## What the exercise asks
Each line from the one containing "Target: woman's arm" to the last line of the listing below must be reproduced exactly, and nothing more.

/---

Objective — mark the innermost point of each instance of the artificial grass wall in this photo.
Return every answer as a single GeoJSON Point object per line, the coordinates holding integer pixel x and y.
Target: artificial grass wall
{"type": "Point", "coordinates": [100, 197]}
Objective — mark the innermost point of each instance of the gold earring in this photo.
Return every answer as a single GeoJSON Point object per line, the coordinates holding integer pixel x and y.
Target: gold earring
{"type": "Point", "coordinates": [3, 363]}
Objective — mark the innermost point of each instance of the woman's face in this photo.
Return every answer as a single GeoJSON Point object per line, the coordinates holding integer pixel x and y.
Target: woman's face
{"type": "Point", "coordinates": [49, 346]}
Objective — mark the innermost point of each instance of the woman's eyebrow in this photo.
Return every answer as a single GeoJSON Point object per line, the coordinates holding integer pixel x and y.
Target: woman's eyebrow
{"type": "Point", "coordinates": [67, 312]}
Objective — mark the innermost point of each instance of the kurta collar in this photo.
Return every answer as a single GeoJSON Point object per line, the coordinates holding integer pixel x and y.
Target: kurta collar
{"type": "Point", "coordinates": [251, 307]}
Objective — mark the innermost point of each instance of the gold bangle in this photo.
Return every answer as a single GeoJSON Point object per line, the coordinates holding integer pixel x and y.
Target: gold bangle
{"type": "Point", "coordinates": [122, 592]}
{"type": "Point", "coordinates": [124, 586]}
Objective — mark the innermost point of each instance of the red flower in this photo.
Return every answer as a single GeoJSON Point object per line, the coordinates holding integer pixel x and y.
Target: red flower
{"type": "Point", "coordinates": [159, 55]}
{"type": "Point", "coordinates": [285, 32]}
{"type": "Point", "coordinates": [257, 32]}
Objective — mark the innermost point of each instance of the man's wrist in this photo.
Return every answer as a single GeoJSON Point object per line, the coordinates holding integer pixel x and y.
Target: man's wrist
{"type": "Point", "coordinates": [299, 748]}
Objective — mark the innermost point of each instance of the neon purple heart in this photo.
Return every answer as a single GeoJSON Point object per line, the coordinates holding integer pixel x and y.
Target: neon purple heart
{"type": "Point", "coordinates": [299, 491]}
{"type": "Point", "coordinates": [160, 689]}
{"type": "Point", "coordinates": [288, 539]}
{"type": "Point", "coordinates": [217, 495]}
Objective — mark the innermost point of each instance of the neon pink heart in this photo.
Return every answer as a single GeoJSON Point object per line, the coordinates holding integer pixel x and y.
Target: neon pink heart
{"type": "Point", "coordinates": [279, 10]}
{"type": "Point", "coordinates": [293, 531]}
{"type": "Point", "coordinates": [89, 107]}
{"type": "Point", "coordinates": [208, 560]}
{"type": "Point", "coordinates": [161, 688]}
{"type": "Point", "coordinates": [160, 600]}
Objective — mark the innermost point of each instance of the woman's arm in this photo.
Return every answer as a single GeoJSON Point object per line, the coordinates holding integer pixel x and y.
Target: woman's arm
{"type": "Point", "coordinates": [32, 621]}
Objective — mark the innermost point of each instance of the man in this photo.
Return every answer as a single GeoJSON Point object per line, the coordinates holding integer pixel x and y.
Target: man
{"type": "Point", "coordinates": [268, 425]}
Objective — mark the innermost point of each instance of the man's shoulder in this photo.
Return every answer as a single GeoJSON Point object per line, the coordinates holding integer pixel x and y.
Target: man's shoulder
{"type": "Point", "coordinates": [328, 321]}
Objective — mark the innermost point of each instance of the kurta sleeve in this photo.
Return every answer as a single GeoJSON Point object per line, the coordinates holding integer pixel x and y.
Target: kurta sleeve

\---

## Result
Target: woman's arm
{"type": "Point", "coordinates": [32, 621]}
Objective — mark the innermost point of each instance of the man in this photo.
Return every answer as a single GeoJSON Point object per line, the coordinates holding integer pixel x and y.
Target: man
{"type": "Point", "coordinates": [268, 425]}
Objective — mark the innermost point of each instance of the man's shoulder in this photo.
Return every answer as a single GeoJSON Point object per line, the coordinates holding integer pixel x and y.
Target: man's shoulder
{"type": "Point", "coordinates": [328, 321]}
Objective — mark the innermost point of each instance of the kurta sleeve in this photo.
Return every answer as a single GeoJSON Point object per line, the coordinates holding integer pixel x and y.
Target: kurta sleeve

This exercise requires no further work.